-- Page excerpt follows --
IndisputableMonolith.Foundation.UniversalForcing.Strict.Metaphysical
The module defines the strict metaphysical ground as a theology-neutral structural package that assigns forced arithmetic to every strict realization and establishes invariance across them. It completes the set of five domain modules alongside Ethics, Music, Biology, and Narrative in the strict Universal Forcing framework. Researchers performing the domain-rich audit would cite it. The module consists of definitions and a uniqueness result.
claimA strict metaphysical ground is a structure assigning to each strict realization its forced arithmetic such that invariance holds across all strict realizations.
background
This module belongs to the strict branch of Universal Forcing and imports the Ethics module. Ethics supplies domain-rich ethical realization over action states with agent and improvement-rank coordinates, where the generator is the smallest recognized improvement step. The local theoretical setting is the supply of StrictLogicRealization instances for the metaphysical domain, parallel to the other four domains. These instances carry placeholders for excluded_middle_law, composition_law, and invariance_law.
proof idea
this is a definition module, no proofs
why it matters in Recognition Science
The module supplies the metaphysical domain module required by RichDomainCosts to prove the real composition, excluded-middle, and invariance laws for the five domains. It is imported by AxiomAudit as part of the strict, domain-rich Universal Forcing completion pass. It realizes the metaphysical slot in the strict forcing chain without theological commitment.
scope and limits
- Does not identify the ground with any theological doctrine.
- Does not extend to non-strict realizations.
- Does not compute explicit numerical arithmetic assignments.
- Does not interact with non-domain-rich forcing paths.
-- Page excerpt concluded --
-- Source material follows --
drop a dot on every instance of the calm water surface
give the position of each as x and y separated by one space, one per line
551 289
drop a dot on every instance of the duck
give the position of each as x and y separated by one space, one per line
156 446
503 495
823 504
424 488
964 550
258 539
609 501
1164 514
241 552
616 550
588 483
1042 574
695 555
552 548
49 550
-- Source material concluded --
◆ The problem
According to the module page, which four domain modules complete the set of five together with the metaphysical one? Rely only on the module page when answering, not on the records.

◆ Exercise answer
Ethics, Music, Biology, and Narrative.